■ **Supplied material**
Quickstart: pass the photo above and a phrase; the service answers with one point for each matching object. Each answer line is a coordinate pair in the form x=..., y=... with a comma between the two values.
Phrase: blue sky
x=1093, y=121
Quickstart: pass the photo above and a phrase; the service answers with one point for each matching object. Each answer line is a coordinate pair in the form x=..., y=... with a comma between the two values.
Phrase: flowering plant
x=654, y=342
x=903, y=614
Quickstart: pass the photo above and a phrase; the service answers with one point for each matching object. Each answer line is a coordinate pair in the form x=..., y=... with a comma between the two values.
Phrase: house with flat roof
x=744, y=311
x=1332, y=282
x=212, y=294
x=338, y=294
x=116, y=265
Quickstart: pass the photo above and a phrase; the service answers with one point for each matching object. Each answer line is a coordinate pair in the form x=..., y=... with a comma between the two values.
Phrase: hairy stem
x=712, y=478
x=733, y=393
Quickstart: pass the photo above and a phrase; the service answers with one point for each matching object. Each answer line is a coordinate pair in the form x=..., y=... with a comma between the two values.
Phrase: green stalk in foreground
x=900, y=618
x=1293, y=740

■ **Short task**
Reproduce the rows from the start through the line containing "x=1093, y=121", substituting "clear sky" for "blue sky" and leaving everything else unchanged.

■ **Exercise solution**
Quickstart: pass the photo above and a phrase; the service answers with one point for each matching object. Each answer line is a coordinate pair in the form x=..., y=... with a comma between the two values.
Phrase: clear sky
x=1093, y=121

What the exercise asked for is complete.